# [Text shown]
Mystical Word  |  Weekly Reflection
Mystical Word is a weekly reflection on the Sunday Gospel reading by L.J. Milone, Director of Faith Formation, Cathedral of St. Matthew the Apostle

Immersion in God

L.J. shares a reflection on this Sunday's reading from the Gospel according to John.

Baptism means an immersion in the mystery of God. St. Antony of Egypt shows us a way to immerse ourselves in the divine presence.

St. Antony, Immersed in God

Baptism means immersion. The endpoint of baptism is a life immersed in God. To elaborate, I would like to draw your attention to a feast day occurring later this week: January 17 is the feast of St Antony. This is not St. Anthony, a follower of St Francis who lived in the 1200s. Rather, this is St. Antony of Egypt (no “h” in his name!), the desert father who lived in the 300s.

St. Antony was a an Egyptian and he left society to become a hermit. He lived most of his life in silence and solitude even though he had a steady stream of visitors in the form of disciples. Antony is a mystic. His life and teachings illuminate the path to becoming a mystic.

# [Work task 1]
In the reflection on St. Antony, print the stretch from "Immersion in God" through "the divine presence.".
# [Work task 2]
According to the reflection on St. Antony, what date is the feast of St. Antony of Egypt?
Rely only on the reflection about St. Antony.

# [Supplied entries]
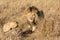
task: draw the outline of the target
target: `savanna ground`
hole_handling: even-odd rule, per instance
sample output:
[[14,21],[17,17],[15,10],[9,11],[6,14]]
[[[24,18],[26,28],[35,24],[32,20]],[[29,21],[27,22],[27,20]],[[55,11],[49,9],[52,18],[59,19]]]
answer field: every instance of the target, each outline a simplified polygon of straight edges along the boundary
[[[29,6],[43,10],[44,19],[34,33],[21,37],[20,27],[25,22],[21,16]],[[19,27],[4,33],[7,21],[17,21]],[[60,0],[0,0],[0,40],[60,40]]]

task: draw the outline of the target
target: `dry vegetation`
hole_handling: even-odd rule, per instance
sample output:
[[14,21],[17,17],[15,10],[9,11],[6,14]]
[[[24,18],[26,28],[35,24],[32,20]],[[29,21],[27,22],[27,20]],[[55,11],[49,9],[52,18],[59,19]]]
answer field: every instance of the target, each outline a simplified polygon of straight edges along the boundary
[[[0,40],[60,40],[60,0],[0,0]],[[43,10],[35,32],[21,33],[26,23],[24,10],[35,6]],[[17,21],[18,27],[3,32],[3,25],[8,21]]]

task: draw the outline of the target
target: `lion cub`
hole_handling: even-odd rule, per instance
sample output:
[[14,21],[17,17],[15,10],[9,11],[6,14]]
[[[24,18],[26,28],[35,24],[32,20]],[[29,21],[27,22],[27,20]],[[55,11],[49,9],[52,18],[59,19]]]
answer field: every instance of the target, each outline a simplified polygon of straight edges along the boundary
[[36,30],[36,25],[37,25],[37,20],[38,20],[38,9],[34,6],[31,6],[31,7],[28,7],[26,10],[25,10],[25,17],[27,19],[27,23],[29,24],[29,28],[32,30],[32,31],[35,31]]

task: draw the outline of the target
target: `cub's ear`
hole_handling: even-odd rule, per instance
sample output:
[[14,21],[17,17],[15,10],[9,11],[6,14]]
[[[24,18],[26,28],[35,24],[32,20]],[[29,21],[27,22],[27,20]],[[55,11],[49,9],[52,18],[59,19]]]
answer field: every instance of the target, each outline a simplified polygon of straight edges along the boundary
[[42,10],[38,10],[37,15],[40,19],[44,18],[44,12]]

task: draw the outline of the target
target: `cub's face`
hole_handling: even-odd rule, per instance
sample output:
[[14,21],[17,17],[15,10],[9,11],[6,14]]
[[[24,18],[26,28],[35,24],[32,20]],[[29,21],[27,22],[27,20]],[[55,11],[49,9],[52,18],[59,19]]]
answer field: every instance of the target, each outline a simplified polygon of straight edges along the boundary
[[37,12],[36,11],[31,11],[31,12],[27,12],[27,14],[26,14],[26,18],[28,19],[28,21],[30,21],[30,22],[33,22],[33,20],[35,19],[37,19],[37,14],[36,14]]

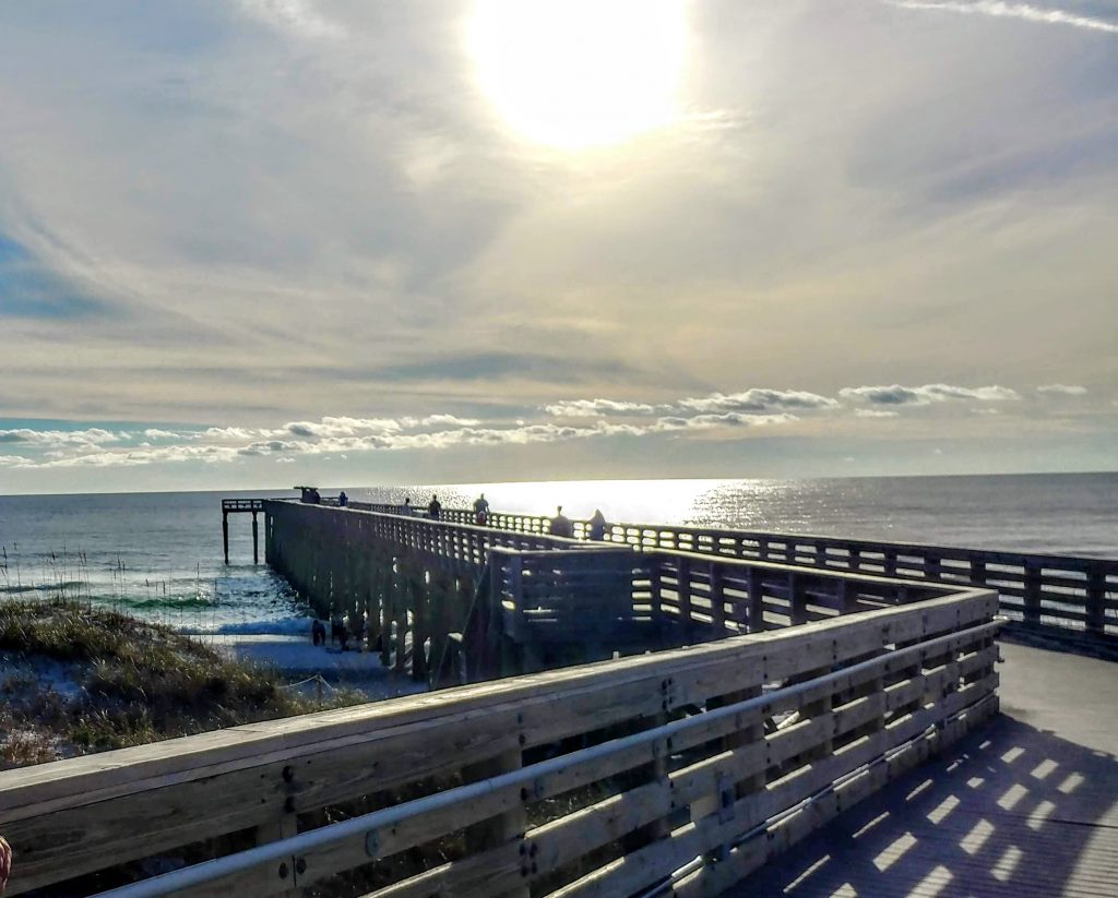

# [Task answer 1]
Immersion in God

L.J. shares a reflection on this Sunday's reading from the Gospel according to John.

Baptism means an immersion in the mystery of God. St. Antony of Egypt shows us a way to immerse ourselves in the divine presence.

# [Task answer 2]
January 17